◆ **TEXT SHOWN**:
=== Begin Enclosure ===
Figure 4 Highest occupied orbitals (HOMO) and Lowest unoccupied orbitals (LUMO) of the four best hits.

Molecular Electrostatic Potential (MEP) Surface Result Analysis

MEP are usually employed to predict the electrophilic and nucleophilic sites on a compound for reaction as well as hydrogen bonding interactions.52 This analysis is used to predict the impact sensitivity of CHNO energetic compound and it is commonly carried out on molecular van der Waals (vdW) surface (Figure 5).53

Figure 5 Molecular Electrostatic Potential diagram as calculated at the B3LYP/6-311G(d,p) level (A) Compound 01 (B) Compound 02 (C) Compound 03 (D) Compound 04.

Molecular Dynamics (MD) Simulation Analysis

Root‑mean‑square Deviation (RMSD) Analysis

Analyzing RMSD is crucial for evaluating the structural stability of proteins or protein-ligand complexes over a defined time frame.54 The RMSD analysis was conducted for the compound 01–4QOX and BKI-1294-4QOX complexes over a simulation period of 200 ns, as illustrated in Figure 6.

Figure 6 RMSD analysis of the c-alpha of the protein-ligand complexes during the molecular dynamics simulations for the time scale of 200 ns.

Root‑mean‑square Fluctuation (RMSF)

The Root Mean Square Fluctuation (RMSF) analysis stands as a critical parameter in the identification of both rigid and flexible regions within the protein structure. Serving as a standard measure of particle deviation from its original position, RMSF aids in evaluating the flexibility of the protein’s backbone elements and the ligand.55 In this study, RMSF was conducted for the entire protein structure combined with the ligands (compound 01 and BKI-1294), providing insight into the mean displacement of each atom (Figure 7).

Figure 7 RMSF plot of compound 01–4QOX (black) and BKI-1294-4QX (red) complexes.

Radius of Gyration Analysis

The radius of gyration (Rg) estimates the mass of atoms relative to that of the center of complex’s mass. The observations of Rg suggest the impact of ligand movements within the binding site on the compactness of the protein structure.56 Generally, protein structures that are loosely packed exhibit higher Rg values, whereas tightly packed protein structures have lower Rg values.54 The Rg plots for the protein 4QOX, Compound 01–4QOX complex, and BKI-1294-4QOX complex are depicted in Figure 8.

Figure 8 The radius of gyration (Rg) graph of the protein (4QOX) and complexes with ligands (compound 01 and BKI-1294).

Solvent Accessible Surface Area (SASA) Analysis

The SASA analysis is a crucial parameter for assessing unfolding and characterizing the hydrogen bond network between amino acid residues and surrounding water molecules.54 When a compound binds to a protein, it can induce conformational changes that affect SASA. Typically, the introduction of a ligand leads to an expansion of the protein structure and an increase in SASA, indicating increase in exposure of the protein surface to solvent.57 The SASA plots for the protein 4QOX, Compound 01–4QOX complex, and BKI-1294-4QOX complex are depicted in Figure 9.

Figure 9 Solvent Accessible Surface Analysis (SASA) graph of the protein (4QOX) and complexes with ligands (compound 01 and BKI-1294).
=== End Enclosure ===
◆ **AVAILABLE DATA**:
=== Begin Enclosure ===
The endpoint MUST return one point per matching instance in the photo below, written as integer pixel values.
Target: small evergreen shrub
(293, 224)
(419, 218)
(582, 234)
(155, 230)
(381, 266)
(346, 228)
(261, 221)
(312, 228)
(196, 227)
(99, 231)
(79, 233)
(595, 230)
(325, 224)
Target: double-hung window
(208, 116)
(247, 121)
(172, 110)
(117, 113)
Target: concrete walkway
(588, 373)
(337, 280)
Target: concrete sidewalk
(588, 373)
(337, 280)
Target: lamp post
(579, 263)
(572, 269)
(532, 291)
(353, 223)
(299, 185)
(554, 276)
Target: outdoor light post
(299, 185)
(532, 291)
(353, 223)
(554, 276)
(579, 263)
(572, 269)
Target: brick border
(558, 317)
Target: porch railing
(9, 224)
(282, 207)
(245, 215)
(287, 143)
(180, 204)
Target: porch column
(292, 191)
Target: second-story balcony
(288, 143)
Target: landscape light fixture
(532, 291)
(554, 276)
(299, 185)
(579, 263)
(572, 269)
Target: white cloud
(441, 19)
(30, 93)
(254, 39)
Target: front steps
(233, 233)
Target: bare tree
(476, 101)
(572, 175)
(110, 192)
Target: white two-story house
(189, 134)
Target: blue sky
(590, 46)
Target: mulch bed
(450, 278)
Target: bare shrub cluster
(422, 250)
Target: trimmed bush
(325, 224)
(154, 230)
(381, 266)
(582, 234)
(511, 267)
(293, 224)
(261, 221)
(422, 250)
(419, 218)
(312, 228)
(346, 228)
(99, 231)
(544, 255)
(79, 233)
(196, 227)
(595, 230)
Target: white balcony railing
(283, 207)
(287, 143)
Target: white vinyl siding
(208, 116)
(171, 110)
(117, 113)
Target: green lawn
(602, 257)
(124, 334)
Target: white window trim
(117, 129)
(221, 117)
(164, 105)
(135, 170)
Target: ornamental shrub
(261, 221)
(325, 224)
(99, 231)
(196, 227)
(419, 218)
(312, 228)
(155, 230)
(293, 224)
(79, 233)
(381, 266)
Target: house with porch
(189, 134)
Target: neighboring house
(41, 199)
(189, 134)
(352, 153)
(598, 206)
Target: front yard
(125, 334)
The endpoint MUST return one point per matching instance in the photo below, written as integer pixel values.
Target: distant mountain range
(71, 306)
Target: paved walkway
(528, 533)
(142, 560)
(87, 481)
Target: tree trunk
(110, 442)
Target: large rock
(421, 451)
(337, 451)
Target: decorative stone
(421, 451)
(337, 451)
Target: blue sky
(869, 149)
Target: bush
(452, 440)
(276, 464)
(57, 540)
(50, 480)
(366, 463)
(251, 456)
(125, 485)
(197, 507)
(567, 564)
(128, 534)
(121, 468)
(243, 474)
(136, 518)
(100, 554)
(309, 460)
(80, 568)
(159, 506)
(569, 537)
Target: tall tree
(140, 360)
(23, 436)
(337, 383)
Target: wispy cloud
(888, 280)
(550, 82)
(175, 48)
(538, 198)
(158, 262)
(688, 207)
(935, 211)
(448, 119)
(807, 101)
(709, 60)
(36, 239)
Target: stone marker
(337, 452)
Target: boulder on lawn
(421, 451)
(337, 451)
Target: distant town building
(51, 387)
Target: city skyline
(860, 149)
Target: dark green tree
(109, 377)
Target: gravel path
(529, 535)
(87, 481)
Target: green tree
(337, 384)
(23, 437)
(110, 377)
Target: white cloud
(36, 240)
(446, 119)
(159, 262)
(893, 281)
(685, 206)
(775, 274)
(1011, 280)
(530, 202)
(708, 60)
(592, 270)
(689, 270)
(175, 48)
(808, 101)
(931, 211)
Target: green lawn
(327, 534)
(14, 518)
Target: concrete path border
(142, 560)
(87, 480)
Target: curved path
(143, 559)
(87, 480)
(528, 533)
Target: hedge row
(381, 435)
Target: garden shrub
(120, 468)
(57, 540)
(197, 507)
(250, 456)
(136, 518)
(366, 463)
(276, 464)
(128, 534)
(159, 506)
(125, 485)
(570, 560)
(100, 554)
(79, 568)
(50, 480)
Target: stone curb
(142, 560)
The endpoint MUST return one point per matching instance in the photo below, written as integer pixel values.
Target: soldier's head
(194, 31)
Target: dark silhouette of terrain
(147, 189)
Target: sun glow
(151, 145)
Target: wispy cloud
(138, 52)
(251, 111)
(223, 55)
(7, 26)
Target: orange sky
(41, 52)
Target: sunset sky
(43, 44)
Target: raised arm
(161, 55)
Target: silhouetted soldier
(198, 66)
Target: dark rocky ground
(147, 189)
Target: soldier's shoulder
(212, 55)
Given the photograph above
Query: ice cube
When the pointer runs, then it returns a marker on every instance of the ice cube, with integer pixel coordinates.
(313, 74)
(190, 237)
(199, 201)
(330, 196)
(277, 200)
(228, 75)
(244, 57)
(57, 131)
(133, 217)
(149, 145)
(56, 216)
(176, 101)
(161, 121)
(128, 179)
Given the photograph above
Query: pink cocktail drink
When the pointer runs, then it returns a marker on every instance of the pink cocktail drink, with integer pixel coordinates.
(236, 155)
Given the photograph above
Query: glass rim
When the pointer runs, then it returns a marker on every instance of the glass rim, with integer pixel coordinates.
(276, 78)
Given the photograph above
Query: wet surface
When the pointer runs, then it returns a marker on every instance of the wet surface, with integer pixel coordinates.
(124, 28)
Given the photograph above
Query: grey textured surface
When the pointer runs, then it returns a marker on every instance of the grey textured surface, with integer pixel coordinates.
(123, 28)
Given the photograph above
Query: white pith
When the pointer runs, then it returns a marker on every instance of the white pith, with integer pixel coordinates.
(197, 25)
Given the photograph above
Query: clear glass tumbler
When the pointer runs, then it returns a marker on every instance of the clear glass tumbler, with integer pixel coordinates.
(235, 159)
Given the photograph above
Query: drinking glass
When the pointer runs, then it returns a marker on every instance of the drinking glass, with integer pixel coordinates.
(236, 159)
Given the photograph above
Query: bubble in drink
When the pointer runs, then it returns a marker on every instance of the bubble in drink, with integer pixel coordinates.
=== End Enclosure ===
Please answer from the molecular simulation text: over what simulation period was the RMSD analysis of the complexes conducted? The data come from a different source than the molecular simulation text.

200 ns.